Aim »
Print the entire listing. Each line must match the original exactly.

Start of Source records

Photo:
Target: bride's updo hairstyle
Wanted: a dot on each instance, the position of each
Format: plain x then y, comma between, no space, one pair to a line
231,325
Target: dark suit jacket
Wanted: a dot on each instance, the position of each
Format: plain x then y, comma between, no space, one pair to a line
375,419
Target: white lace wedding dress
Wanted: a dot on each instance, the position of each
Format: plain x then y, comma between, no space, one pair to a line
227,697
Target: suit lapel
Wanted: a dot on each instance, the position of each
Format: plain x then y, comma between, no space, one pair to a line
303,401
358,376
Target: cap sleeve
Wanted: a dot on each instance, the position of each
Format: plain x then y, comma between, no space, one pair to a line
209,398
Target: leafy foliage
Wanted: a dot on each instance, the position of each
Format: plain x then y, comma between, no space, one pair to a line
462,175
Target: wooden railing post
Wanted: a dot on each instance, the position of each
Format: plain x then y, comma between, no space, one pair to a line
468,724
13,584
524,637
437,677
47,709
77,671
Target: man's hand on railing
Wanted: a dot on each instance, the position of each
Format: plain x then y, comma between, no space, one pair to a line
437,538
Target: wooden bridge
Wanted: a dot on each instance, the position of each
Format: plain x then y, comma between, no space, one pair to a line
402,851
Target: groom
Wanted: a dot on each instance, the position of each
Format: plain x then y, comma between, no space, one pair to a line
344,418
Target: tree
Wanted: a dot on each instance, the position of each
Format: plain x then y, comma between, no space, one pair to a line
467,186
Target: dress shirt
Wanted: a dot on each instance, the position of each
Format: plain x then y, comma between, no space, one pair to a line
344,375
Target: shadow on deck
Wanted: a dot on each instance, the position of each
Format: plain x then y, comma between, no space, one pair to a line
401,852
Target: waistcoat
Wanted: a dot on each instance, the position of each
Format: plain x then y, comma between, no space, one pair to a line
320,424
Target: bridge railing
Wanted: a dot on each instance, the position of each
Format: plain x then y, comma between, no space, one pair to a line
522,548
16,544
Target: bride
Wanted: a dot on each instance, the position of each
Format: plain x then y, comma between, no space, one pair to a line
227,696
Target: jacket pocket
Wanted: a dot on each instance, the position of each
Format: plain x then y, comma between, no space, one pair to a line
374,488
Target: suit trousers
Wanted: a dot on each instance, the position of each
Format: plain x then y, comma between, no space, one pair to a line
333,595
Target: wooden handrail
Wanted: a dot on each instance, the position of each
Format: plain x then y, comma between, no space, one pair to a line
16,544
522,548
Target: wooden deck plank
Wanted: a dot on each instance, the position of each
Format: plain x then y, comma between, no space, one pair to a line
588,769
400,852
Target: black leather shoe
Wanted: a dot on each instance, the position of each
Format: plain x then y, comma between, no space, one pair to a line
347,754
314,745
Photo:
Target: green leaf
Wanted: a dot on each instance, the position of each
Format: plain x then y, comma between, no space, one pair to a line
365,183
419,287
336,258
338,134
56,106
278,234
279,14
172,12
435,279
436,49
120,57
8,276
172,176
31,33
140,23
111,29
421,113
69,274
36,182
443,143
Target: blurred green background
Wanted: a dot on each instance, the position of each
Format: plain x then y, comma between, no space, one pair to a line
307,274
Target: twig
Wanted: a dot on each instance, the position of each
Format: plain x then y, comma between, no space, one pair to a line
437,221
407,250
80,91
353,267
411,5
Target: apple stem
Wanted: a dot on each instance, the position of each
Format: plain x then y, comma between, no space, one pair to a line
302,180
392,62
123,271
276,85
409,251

End of Source records

The completed task »
Photo:
Target: bride's updo hairstyle
Wanted: a dot on each instance, the position of each
Format: plain x then y, comma between, no space, one pair to a line
231,325
Target: dark suit jacket
Wanted: a dot on each instance, the position of each
Format: plain x then y, comma between, no space, one pair to a line
375,419
Target: white lace wedding dress
Wanted: a dot on each instance, the position of each
Format: plain x then y, comma between, no space, one pair to a line
227,697
Target: suit lapel
Wanted: a dot on each instance, the position of each
Format: plain x then y, comma between, no space, one pair to a line
303,401
358,376
Target: cap sleeve
Wanted: a dot on each instance, the position of each
Format: plain x then y, comma between, no space, one pair to a line
209,398
Target: leafy foliage
Wanted: a dot on each instance, the position of each
Format: plain x then y, comma between, no space, one pair to a line
462,175
Target: wooden railing post
Wanted: a dot on each instance, the position of each
Format: plain x then y, comma between, no space, one pair to a line
468,724
13,584
524,637
437,677
47,709
77,671
Target: man's hand on railing
Wanted: a dot on each instance, the position of each
Format: plain x then y, comma between, no space, one pair to a line
437,538
Target: wooden bridge
Wanted: a dot on each instance, the position of each
Format: plain x then y, comma between, no space, one pair to a line
402,851
Target: groom
Wanted: a dot on each instance, the position of each
Format: plain x then y, comma between, no space, one pair to a line
344,418
Target: tree
Wanted: a dot on each instance, the position of each
Format: plain x then y, comma between, no space, one pair to a line
467,186
Target: dress shirt
Wanted: a dot on each instance, the position of each
Format: plain x then y, comma between, no space, one pair to a line
344,375
Target: shadow on deck
Wanted: a dot on each instance, the position of each
Format: plain x then y, comma between, no space, one pair to a line
401,852
Target: waistcoat
Wanted: a dot on each instance, the position of each
Format: plain x then y, comma between, no space, one pair to a line
320,424
Target: bridge railing
Wanted: a dot on each instance, the position of each
Format: plain x then y, comma between, no space, one pair to a line
522,548
16,544
Target: bride
Wanted: a dot on each instance, the position of each
Format: plain x then y, comma between, no space, one pair to a line
227,696
Target: jacket pocket
Wanted: a dot on each instance, the position of each
Format: plain x then y, comma between, no space, one pair to a line
374,488
Target: suit trousers
Wanted: a dot on each instance, the position of each
Format: plain x then y, comma between, no space, one pair to a line
333,595
Target: wooden handrail
Wanted: a dot on each instance, the position of each
Format: plain x then y, comma between, no space, one pair to a line
16,544
522,548
Target: wooden deck plank
Wanted: a dot on each instance, the position of each
Format: plain x then y, comma between, no space, one pair to a line
588,769
400,852
Target: black leather shoe
Wanted: a dot on each instance, the position of each
Format: plain x then y, comma between, no space, one pair to a line
347,754
314,745
Photo:
Target: green leaf
Wanted: a dot on each instance, the position of each
Format: plain x then y, comma between, no space, one pair to a line
365,183
419,287
336,258
338,134
56,106
278,234
279,14
172,12
435,279
436,49
120,57
8,276
172,176
31,33
140,23
111,29
421,113
69,274
36,182
443,143
Target: blurred green background
Wanted: a dot on each instance, the position of each
Format: plain x then y, comma between, no space, one pair to a line
307,274
Target: twig
Wanted: a dot on each instance, the position of each
Format: plain x then y, comma between, no space, one pair to a line
437,221
407,250
80,91
353,267
411,5
Target: apple stem
Wanted: a dot on each instance, the position of each
Format: plain x then y, comma between, no space, one pair to a line
302,180
392,62
123,271
276,85
409,251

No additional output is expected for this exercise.